* SELECTED EXCERPT *
** start **
Last Ever Tough Guy?

Hi, I’m Ed. Some of you might recognise me from Tough Guy; I take the warm-up, hammer on stuff, and leap out at unsuspecting folk. I bellow constantly and drink a lot of rum.

In short, I’m hard to miss.


I don’t work for Tough Guy, I’m a volunteer. If I wasn’t smashing and bellowing at Tough Guy, I’d only be smashing and bellowing elsewhere. Thus, the Guild.

Nevertheless, I am close enough to the event and the people involved to shed some light on the controversial announcement that January might not be the last ever Tough Guy.

The Reality

When Tough Guy announced that January 2017 would be their last event, they meant it. It wasn’t a marketing campaign, it wasn’t a shady trick to boost entries, and it certainly wasn’t a lie.

That’s not just my opinion, it’s a fact. I was there (at the farm) over the weekend when they decided to call it quits. I have also seen – and felt – the impact of the last five years from the inside. Although I wasn’t in their family meeting, they told me personally that they had made the decision to stop – and few people were hurt deeper than I.

So it wasn’t a lie or a con. It was an authentic and difficult decision made by people whose entire lives have been Tough Guy.

The Initial Announcement

On the 13th of August, Tough Guy announced their final event to the world. Immediately, everybody associated was BOMBARDED with messages: “Why is it ending?”, “What can we do to keep Tough Guy alive?”, “How dare you stop!”, “Don’t give up!”, “We need you!”

We expected that reaction, but it was still overwhelming. There isn’t a marketing department to deal with it. There isn’t a customer services team to handle the feedback. There isn’t a board of directors to discuss the “direction of the brand”. This is all being dealt with by a small family who – for reasons I fully understand and support – told the world that they wanted out, and were hit by a tsunami of NO, PLEASE DON’T GO!

I say that because I want you to appreciate the impact this can have on people. Imagine it was your family, your home, and your livelihood for the last 30 years: think about how difficult the decision to quit was – and consider what it like to get such a fierce reaction.

The Recent Announcement

On the 11th of November, Mr. Mouse responded to three months of relentless demands for Tough Guy to carry on. In complex Mouse Speak that very few people understood, he announced that IF somebody managed to complete his newly designed course properly, Tough Guy would continue for another year.

If you know your OCR history, you will recognise this as a very well established joke: Mr. Mouse claims nobody has EVER finished the course “properly” (apart from maybe Jon Albon, but he’s not human and therefore doesn’t count).
** end **
* DATA TO USE *
** start **
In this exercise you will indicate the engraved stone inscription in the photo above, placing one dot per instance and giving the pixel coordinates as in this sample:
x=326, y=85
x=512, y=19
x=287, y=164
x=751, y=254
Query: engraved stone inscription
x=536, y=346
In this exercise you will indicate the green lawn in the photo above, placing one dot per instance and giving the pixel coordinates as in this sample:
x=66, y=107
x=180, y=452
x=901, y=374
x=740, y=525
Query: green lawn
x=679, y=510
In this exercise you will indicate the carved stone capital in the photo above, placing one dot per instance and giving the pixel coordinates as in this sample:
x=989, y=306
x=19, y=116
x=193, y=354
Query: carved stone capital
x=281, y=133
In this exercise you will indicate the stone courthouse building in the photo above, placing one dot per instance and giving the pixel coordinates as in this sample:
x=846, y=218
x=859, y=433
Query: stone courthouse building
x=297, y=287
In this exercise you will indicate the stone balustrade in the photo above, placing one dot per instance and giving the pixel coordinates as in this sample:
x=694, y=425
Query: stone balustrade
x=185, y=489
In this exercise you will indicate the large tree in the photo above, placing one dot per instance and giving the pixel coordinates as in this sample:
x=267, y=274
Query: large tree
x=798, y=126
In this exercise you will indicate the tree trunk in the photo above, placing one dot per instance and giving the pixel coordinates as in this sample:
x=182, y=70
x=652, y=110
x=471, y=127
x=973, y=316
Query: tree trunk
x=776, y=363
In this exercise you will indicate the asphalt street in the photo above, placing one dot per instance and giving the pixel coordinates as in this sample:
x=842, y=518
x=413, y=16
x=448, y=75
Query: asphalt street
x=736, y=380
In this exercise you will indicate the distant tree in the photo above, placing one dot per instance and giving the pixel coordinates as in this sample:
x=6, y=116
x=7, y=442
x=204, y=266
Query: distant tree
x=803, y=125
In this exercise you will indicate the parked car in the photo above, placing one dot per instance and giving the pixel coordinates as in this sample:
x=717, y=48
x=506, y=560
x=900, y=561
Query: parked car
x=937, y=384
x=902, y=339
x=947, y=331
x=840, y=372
** end **
* WHAT IS ASKED *
• a. Print the passage of the Tough Guy post from "Nevertheless, I am" up to and including "ever Tough Guy.", word for word.
• b. Output, verbatim, the rows from the first line up to and including the line with "Query: engraved stone inscription".
The Tough Guy post and the rows are unrelated to each other.

* ANSWER SET *
• a.
Nevertheless, I am close enough to the event and the people involved to shed some light on the controversial announcement that January might not be the last ever Tough Guy.

• b.
In this exercise you will indicate the engraved stone inscription in the photo above, placing one dot per instance and giving the pixel coordinates as in this sample:
x=326, y=85
x=512, y=19
x=287, y=164
x=751, y=254
Query: engraved stone inscription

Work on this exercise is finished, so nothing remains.